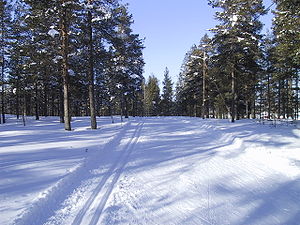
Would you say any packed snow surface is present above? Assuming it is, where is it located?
[0,117,300,225]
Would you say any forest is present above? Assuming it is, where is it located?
[0,0,300,130]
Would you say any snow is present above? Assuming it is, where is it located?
[0,117,300,225]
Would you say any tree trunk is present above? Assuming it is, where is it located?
[61,0,71,131]
[1,49,6,123]
[202,51,206,119]
[87,0,97,129]
[34,82,40,120]
[231,69,236,123]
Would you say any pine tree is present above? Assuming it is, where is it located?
[209,0,265,122]
[144,75,160,116]
[0,0,11,123]
[161,67,173,116]
[273,0,300,118]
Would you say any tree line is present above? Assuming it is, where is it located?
[145,0,300,122]
[0,0,300,130]
[0,0,144,130]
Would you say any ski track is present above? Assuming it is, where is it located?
[72,123,143,225]
[13,122,130,225]
[1,117,300,225]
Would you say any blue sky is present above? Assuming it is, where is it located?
[123,0,272,86]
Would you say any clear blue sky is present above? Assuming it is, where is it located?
[123,0,272,86]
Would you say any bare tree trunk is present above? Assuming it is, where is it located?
[34,81,40,120]
[61,0,71,131]
[267,72,271,119]
[278,80,281,118]
[1,48,6,123]
[87,0,97,129]
[202,51,207,119]
[231,68,236,123]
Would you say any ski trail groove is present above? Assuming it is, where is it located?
[13,122,130,225]
[72,122,144,225]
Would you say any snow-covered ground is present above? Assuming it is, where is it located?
[0,117,300,225]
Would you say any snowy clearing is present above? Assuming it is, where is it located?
[0,117,300,225]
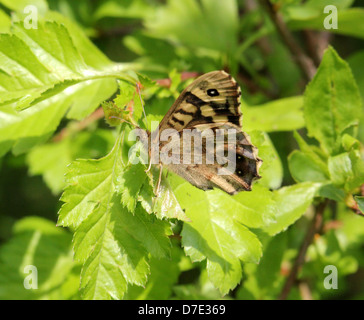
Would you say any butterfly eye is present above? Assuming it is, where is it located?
[207,89,220,97]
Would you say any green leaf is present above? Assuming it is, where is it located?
[0,0,48,13]
[262,182,321,236]
[0,21,134,155]
[304,47,362,155]
[125,247,183,300]
[288,8,364,39]
[354,196,364,214]
[26,129,114,194]
[0,217,79,300]
[146,0,238,52]
[59,134,170,299]
[242,96,305,132]
[168,176,275,294]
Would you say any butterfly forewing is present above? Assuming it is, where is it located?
[152,71,262,194]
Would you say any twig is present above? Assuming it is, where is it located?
[52,72,198,142]
[52,107,104,142]
[259,0,316,81]
[279,199,329,300]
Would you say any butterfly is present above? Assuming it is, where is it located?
[148,71,262,195]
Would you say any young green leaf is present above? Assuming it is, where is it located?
[59,134,170,299]
[171,176,274,294]
[304,47,362,155]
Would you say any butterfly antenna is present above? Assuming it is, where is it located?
[136,82,148,129]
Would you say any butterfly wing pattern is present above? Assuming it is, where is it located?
[151,71,262,194]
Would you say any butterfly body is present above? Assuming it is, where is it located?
[149,71,262,194]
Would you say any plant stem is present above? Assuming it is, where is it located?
[279,199,329,300]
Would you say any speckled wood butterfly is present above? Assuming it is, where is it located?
[149,71,262,194]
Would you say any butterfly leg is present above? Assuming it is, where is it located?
[154,164,163,197]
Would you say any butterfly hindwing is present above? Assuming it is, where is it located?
[152,71,262,194]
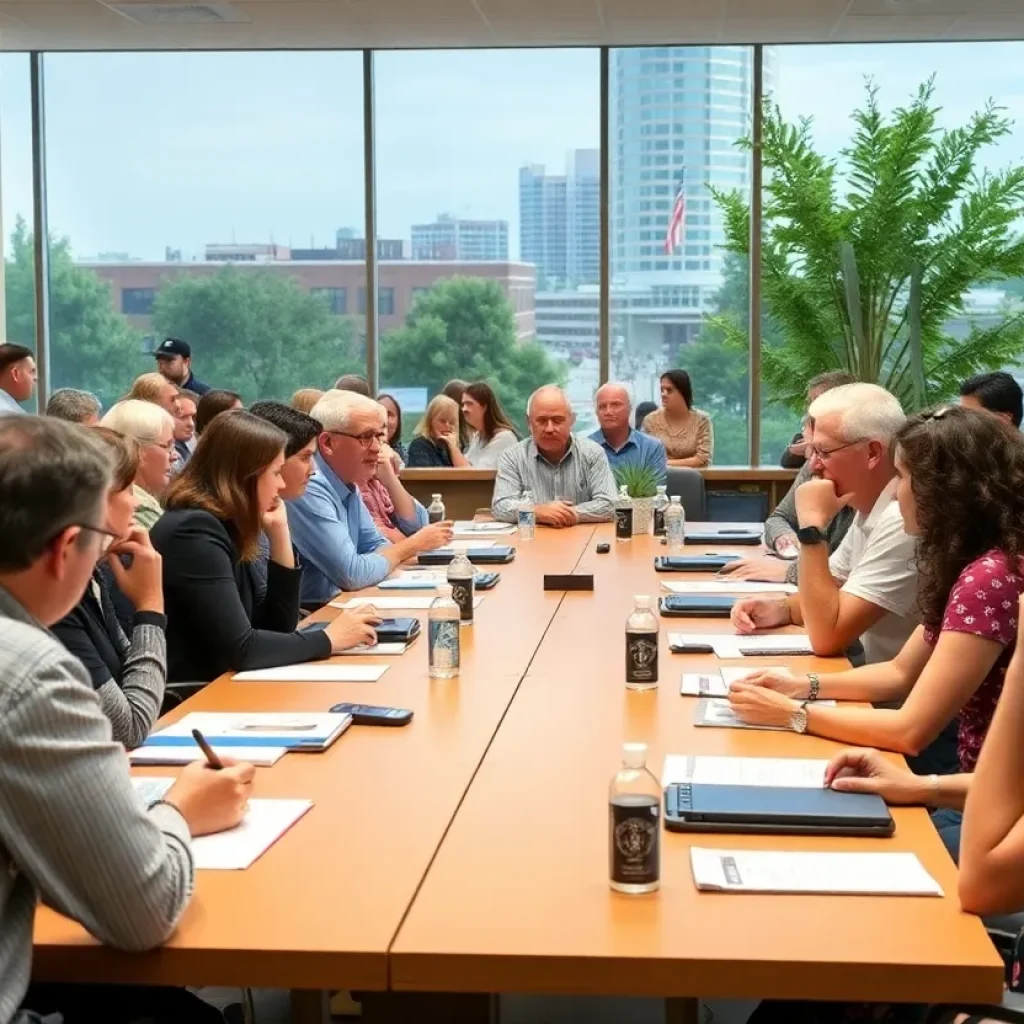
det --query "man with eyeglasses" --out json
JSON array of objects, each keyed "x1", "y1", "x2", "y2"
[
  {"x1": 287, "y1": 389, "x2": 452, "y2": 607},
  {"x1": 732, "y1": 384, "x2": 918, "y2": 663}
]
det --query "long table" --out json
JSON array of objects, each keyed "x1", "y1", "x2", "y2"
[{"x1": 29, "y1": 525, "x2": 1001, "y2": 1020}]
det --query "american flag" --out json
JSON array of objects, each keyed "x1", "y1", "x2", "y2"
[{"x1": 665, "y1": 173, "x2": 686, "y2": 256}]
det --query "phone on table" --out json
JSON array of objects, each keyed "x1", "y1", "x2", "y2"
[{"x1": 331, "y1": 703, "x2": 413, "y2": 726}]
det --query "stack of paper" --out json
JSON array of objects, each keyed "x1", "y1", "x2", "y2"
[
  {"x1": 662, "y1": 754, "x2": 828, "y2": 790},
  {"x1": 690, "y1": 846, "x2": 942, "y2": 896}
]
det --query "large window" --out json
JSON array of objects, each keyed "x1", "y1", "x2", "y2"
[
  {"x1": 608, "y1": 46, "x2": 754, "y2": 465},
  {"x1": 41, "y1": 52, "x2": 366, "y2": 403},
  {"x1": 374, "y1": 49, "x2": 600, "y2": 436}
]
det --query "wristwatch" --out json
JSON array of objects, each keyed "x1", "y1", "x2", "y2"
[
  {"x1": 790, "y1": 700, "x2": 807, "y2": 732},
  {"x1": 797, "y1": 526, "x2": 828, "y2": 544}
]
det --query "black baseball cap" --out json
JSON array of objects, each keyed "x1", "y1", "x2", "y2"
[{"x1": 153, "y1": 338, "x2": 191, "y2": 359}]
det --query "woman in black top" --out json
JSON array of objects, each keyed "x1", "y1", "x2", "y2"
[
  {"x1": 52, "y1": 427, "x2": 167, "y2": 748},
  {"x1": 406, "y1": 394, "x2": 469, "y2": 469},
  {"x1": 151, "y1": 410, "x2": 379, "y2": 682}
]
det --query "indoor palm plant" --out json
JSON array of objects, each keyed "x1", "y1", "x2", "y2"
[{"x1": 612, "y1": 463, "x2": 657, "y2": 537}]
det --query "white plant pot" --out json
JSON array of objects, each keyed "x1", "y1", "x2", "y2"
[{"x1": 633, "y1": 498, "x2": 654, "y2": 537}]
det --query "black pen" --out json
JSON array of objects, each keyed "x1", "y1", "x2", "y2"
[{"x1": 193, "y1": 729, "x2": 224, "y2": 771}]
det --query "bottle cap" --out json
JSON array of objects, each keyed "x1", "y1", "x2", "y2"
[{"x1": 623, "y1": 743, "x2": 647, "y2": 768}]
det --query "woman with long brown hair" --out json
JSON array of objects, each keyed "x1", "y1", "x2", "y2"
[
  {"x1": 462, "y1": 381, "x2": 519, "y2": 469},
  {"x1": 152, "y1": 410, "x2": 377, "y2": 682},
  {"x1": 730, "y1": 406, "x2": 1024, "y2": 858}
]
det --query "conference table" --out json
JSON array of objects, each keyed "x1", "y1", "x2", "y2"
[{"x1": 34, "y1": 524, "x2": 1001, "y2": 1021}]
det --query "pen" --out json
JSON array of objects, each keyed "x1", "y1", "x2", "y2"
[{"x1": 193, "y1": 729, "x2": 224, "y2": 771}]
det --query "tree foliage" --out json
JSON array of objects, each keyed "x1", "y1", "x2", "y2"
[
  {"x1": 380, "y1": 278, "x2": 565, "y2": 431},
  {"x1": 5, "y1": 217, "x2": 144, "y2": 406},
  {"x1": 714, "y1": 79, "x2": 1024, "y2": 409},
  {"x1": 153, "y1": 266, "x2": 366, "y2": 403}
]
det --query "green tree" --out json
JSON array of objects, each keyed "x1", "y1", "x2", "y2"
[
  {"x1": 4, "y1": 217, "x2": 142, "y2": 406},
  {"x1": 153, "y1": 266, "x2": 366, "y2": 403},
  {"x1": 380, "y1": 278, "x2": 565, "y2": 430},
  {"x1": 713, "y1": 79, "x2": 1024, "y2": 410}
]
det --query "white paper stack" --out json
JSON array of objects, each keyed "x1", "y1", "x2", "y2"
[{"x1": 690, "y1": 846, "x2": 942, "y2": 896}]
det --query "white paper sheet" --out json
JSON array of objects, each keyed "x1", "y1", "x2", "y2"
[
  {"x1": 191, "y1": 800, "x2": 313, "y2": 870},
  {"x1": 693, "y1": 697, "x2": 836, "y2": 732},
  {"x1": 662, "y1": 754, "x2": 828, "y2": 790},
  {"x1": 128, "y1": 743, "x2": 288, "y2": 768},
  {"x1": 690, "y1": 846, "x2": 943, "y2": 896},
  {"x1": 231, "y1": 663, "x2": 387, "y2": 683},
  {"x1": 331, "y1": 594, "x2": 483, "y2": 606},
  {"x1": 131, "y1": 775, "x2": 174, "y2": 807},
  {"x1": 662, "y1": 577, "x2": 797, "y2": 596}
]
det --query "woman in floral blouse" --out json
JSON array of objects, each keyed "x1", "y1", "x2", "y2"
[{"x1": 730, "y1": 406, "x2": 1024, "y2": 858}]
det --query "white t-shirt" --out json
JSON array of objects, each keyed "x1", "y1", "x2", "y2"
[
  {"x1": 466, "y1": 430, "x2": 519, "y2": 469},
  {"x1": 828, "y1": 480, "x2": 920, "y2": 664}
]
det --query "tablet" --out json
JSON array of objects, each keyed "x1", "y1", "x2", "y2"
[{"x1": 665, "y1": 782, "x2": 895, "y2": 837}]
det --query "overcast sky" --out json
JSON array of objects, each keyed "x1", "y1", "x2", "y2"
[{"x1": 0, "y1": 43, "x2": 1024, "y2": 259}]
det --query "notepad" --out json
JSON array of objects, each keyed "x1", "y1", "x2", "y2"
[
  {"x1": 191, "y1": 800, "x2": 313, "y2": 871},
  {"x1": 662, "y1": 754, "x2": 828, "y2": 790},
  {"x1": 662, "y1": 577, "x2": 797, "y2": 595},
  {"x1": 690, "y1": 846, "x2": 943, "y2": 896},
  {"x1": 128, "y1": 743, "x2": 288, "y2": 768},
  {"x1": 131, "y1": 775, "x2": 174, "y2": 807},
  {"x1": 693, "y1": 697, "x2": 836, "y2": 732},
  {"x1": 146, "y1": 711, "x2": 352, "y2": 751},
  {"x1": 331, "y1": 596, "x2": 483, "y2": 606},
  {"x1": 231, "y1": 662, "x2": 387, "y2": 683}
]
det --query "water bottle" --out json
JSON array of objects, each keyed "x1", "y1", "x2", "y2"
[
  {"x1": 665, "y1": 495, "x2": 686, "y2": 553},
  {"x1": 449, "y1": 551, "x2": 476, "y2": 626},
  {"x1": 651, "y1": 484, "x2": 669, "y2": 537},
  {"x1": 608, "y1": 743, "x2": 662, "y2": 896},
  {"x1": 615, "y1": 483, "x2": 633, "y2": 541},
  {"x1": 626, "y1": 594, "x2": 657, "y2": 690},
  {"x1": 427, "y1": 583, "x2": 459, "y2": 679},
  {"x1": 519, "y1": 490, "x2": 537, "y2": 541},
  {"x1": 427, "y1": 495, "x2": 444, "y2": 522}
]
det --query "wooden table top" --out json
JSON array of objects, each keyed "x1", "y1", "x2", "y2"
[
  {"x1": 34, "y1": 526, "x2": 594, "y2": 990},
  {"x1": 390, "y1": 526, "x2": 1001, "y2": 1001}
]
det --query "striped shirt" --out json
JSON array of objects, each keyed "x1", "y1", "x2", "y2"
[
  {"x1": 0, "y1": 588, "x2": 193, "y2": 1024},
  {"x1": 490, "y1": 437, "x2": 615, "y2": 522}
]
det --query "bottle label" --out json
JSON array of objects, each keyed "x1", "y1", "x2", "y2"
[
  {"x1": 449, "y1": 577, "x2": 474, "y2": 623},
  {"x1": 615, "y1": 506, "x2": 633, "y2": 540},
  {"x1": 427, "y1": 618, "x2": 459, "y2": 671},
  {"x1": 608, "y1": 795, "x2": 662, "y2": 886},
  {"x1": 626, "y1": 633, "x2": 657, "y2": 683}
]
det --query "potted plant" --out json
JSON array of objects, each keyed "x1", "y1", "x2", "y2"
[{"x1": 612, "y1": 463, "x2": 657, "y2": 537}]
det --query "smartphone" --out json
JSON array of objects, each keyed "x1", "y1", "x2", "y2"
[{"x1": 331, "y1": 703, "x2": 413, "y2": 726}]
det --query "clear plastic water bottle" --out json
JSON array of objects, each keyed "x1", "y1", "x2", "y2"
[
  {"x1": 608, "y1": 743, "x2": 662, "y2": 896},
  {"x1": 447, "y1": 551, "x2": 476, "y2": 626},
  {"x1": 518, "y1": 490, "x2": 537, "y2": 541},
  {"x1": 427, "y1": 495, "x2": 444, "y2": 522},
  {"x1": 427, "y1": 583, "x2": 459, "y2": 679},
  {"x1": 665, "y1": 495, "x2": 686, "y2": 554},
  {"x1": 626, "y1": 594, "x2": 657, "y2": 690},
  {"x1": 650, "y1": 483, "x2": 669, "y2": 537},
  {"x1": 615, "y1": 483, "x2": 633, "y2": 541}
]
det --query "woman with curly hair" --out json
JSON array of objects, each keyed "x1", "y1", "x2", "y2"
[{"x1": 730, "y1": 406, "x2": 1024, "y2": 859}]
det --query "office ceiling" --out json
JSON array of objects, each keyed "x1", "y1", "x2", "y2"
[{"x1": 0, "y1": 0, "x2": 1024, "y2": 50}]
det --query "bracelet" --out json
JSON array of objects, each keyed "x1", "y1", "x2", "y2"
[{"x1": 807, "y1": 672, "x2": 821, "y2": 700}]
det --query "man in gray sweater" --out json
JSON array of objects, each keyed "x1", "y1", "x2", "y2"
[{"x1": 0, "y1": 416, "x2": 253, "y2": 1024}]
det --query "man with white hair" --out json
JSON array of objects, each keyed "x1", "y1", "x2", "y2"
[
  {"x1": 490, "y1": 386, "x2": 615, "y2": 526},
  {"x1": 286, "y1": 389, "x2": 452, "y2": 607},
  {"x1": 590, "y1": 381, "x2": 669, "y2": 484},
  {"x1": 732, "y1": 383, "x2": 918, "y2": 663}
]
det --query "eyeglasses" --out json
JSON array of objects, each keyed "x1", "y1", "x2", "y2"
[{"x1": 327, "y1": 430, "x2": 387, "y2": 450}]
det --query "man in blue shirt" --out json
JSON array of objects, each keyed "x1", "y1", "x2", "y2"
[
  {"x1": 287, "y1": 390, "x2": 452, "y2": 607},
  {"x1": 590, "y1": 383, "x2": 669, "y2": 484}
]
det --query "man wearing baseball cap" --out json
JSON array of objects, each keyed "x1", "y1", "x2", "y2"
[{"x1": 153, "y1": 338, "x2": 210, "y2": 395}]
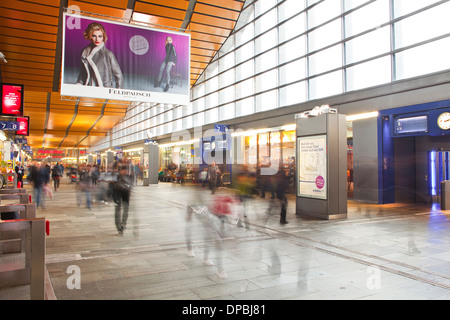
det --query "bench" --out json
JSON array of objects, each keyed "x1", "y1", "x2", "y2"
[
  {"x1": 0, "y1": 188, "x2": 27, "y2": 194},
  {"x1": 0, "y1": 218, "x2": 46, "y2": 300},
  {"x1": 0, "y1": 193, "x2": 31, "y2": 204}
]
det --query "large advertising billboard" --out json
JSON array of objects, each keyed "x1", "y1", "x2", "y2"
[
  {"x1": 0, "y1": 83, "x2": 23, "y2": 116},
  {"x1": 297, "y1": 135, "x2": 328, "y2": 200},
  {"x1": 61, "y1": 13, "x2": 191, "y2": 105}
]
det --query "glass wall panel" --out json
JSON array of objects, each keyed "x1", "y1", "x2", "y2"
[
  {"x1": 279, "y1": 36, "x2": 306, "y2": 64},
  {"x1": 308, "y1": 0, "x2": 341, "y2": 29},
  {"x1": 255, "y1": 49, "x2": 278, "y2": 73},
  {"x1": 193, "y1": 112, "x2": 205, "y2": 127},
  {"x1": 395, "y1": 38, "x2": 450, "y2": 80},
  {"x1": 236, "y1": 97, "x2": 255, "y2": 117},
  {"x1": 205, "y1": 77, "x2": 219, "y2": 94},
  {"x1": 236, "y1": 60, "x2": 255, "y2": 81},
  {"x1": 344, "y1": 0, "x2": 369, "y2": 11},
  {"x1": 255, "y1": 90, "x2": 278, "y2": 112},
  {"x1": 394, "y1": 0, "x2": 440, "y2": 18},
  {"x1": 309, "y1": 45, "x2": 342, "y2": 75},
  {"x1": 235, "y1": 21, "x2": 254, "y2": 47},
  {"x1": 308, "y1": 20, "x2": 342, "y2": 52},
  {"x1": 219, "y1": 51, "x2": 235, "y2": 72},
  {"x1": 236, "y1": 41, "x2": 254, "y2": 64},
  {"x1": 255, "y1": 69, "x2": 278, "y2": 93},
  {"x1": 278, "y1": 0, "x2": 305, "y2": 21},
  {"x1": 255, "y1": 29, "x2": 278, "y2": 54},
  {"x1": 219, "y1": 103, "x2": 235, "y2": 120},
  {"x1": 205, "y1": 92, "x2": 219, "y2": 108},
  {"x1": 279, "y1": 58, "x2": 306, "y2": 85},
  {"x1": 255, "y1": 0, "x2": 277, "y2": 17},
  {"x1": 347, "y1": 56, "x2": 391, "y2": 91},
  {"x1": 205, "y1": 108, "x2": 219, "y2": 124},
  {"x1": 236, "y1": 78, "x2": 254, "y2": 99},
  {"x1": 255, "y1": 7, "x2": 277, "y2": 36},
  {"x1": 345, "y1": 26, "x2": 391, "y2": 64},
  {"x1": 219, "y1": 69, "x2": 236, "y2": 87},
  {"x1": 309, "y1": 71, "x2": 343, "y2": 100},
  {"x1": 278, "y1": 13, "x2": 306, "y2": 43},
  {"x1": 345, "y1": 0, "x2": 389, "y2": 37},
  {"x1": 205, "y1": 61, "x2": 219, "y2": 79},
  {"x1": 394, "y1": 2, "x2": 450, "y2": 49},
  {"x1": 279, "y1": 81, "x2": 307, "y2": 107},
  {"x1": 219, "y1": 86, "x2": 235, "y2": 104}
]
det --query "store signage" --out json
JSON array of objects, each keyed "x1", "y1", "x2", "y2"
[
  {"x1": 16, "y1": 117, "x2": 30, "y2": 136},
  {"x1": 14, "y1": 138, "x2": 28, "y2": 144},
  {"x1": 0, "y1": 121, "x2": 20, "y2": 131},
  {"x1": 214, "y1": 124, "x2": 230, "y2": 133},
  {"x1": 1, "y1": 83, "x2": 23, "y2": 116}
]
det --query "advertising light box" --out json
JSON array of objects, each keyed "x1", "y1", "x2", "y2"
[
  {"x1": 16, "y1": 117, "x2": 30, "y2": 136},
  {"x1": 1, "y1": 83, "x2": 23, "y2": 116},
  {"x1": 61, "y1": 13, "x2": 191, "y2": 105}
]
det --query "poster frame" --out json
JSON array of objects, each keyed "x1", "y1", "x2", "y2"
[
  {"x1": 296, "y1": 134, "x2": 328, "y2": 200},
  {"x1": 60, "y1": 12, "x2": 191, "y2": 105}
]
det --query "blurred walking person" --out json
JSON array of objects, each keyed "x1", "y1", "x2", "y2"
[
  {"x1": 114, "y1": 165, "x2": 133, "y2": 235},
  {"x1": 276, "y1": 170, "x2": 289, "y2": 224},
  {"x1": 30, "y1": 162, "x2": 50, "y2": 209}
]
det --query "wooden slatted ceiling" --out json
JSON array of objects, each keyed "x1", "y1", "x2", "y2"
[{"x1": 0, "y1": 0, "x2": 244, "y2": 152}]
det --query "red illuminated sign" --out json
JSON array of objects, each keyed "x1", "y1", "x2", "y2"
[
  {"x1": 1, "y1": 83, "x2": 23, "y2": 116},
  {"x1": 16, "y1": 117, "x2": 30, "y2": 136}
]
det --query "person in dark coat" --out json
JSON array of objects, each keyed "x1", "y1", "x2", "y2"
[
  {"x1": 30, "y1": 162, "x2": 50, "y2": 208},
  {"x1": 14, "y1": 162, "x2": 25, "y2": 188},
  {"x1": 114, "y1": 165, "x2": 133, "y2": 235},
  {"x1": 275, "y1": 170, "x2": 289, "y2": 224}
]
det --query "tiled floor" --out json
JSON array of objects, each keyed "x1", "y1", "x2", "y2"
[{"x1": 0, "y1": 181, "x2": 450, "y2": 300}]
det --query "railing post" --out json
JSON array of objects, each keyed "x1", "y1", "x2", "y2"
[{"x1": 30, "y1": 219, "x2": 45, "y2": 300}]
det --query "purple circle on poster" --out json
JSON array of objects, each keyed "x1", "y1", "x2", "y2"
[{"x1": 316, "y1": 176, "x2": 325, "y2": 189}]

=======

**Zadanie:** Podaj wyłącznie liczbę wierszy we wpisach powyżej, które zawierają słowo „green”. Wielkość liter ma znaczenie.

**Wykonane zadanie:** 3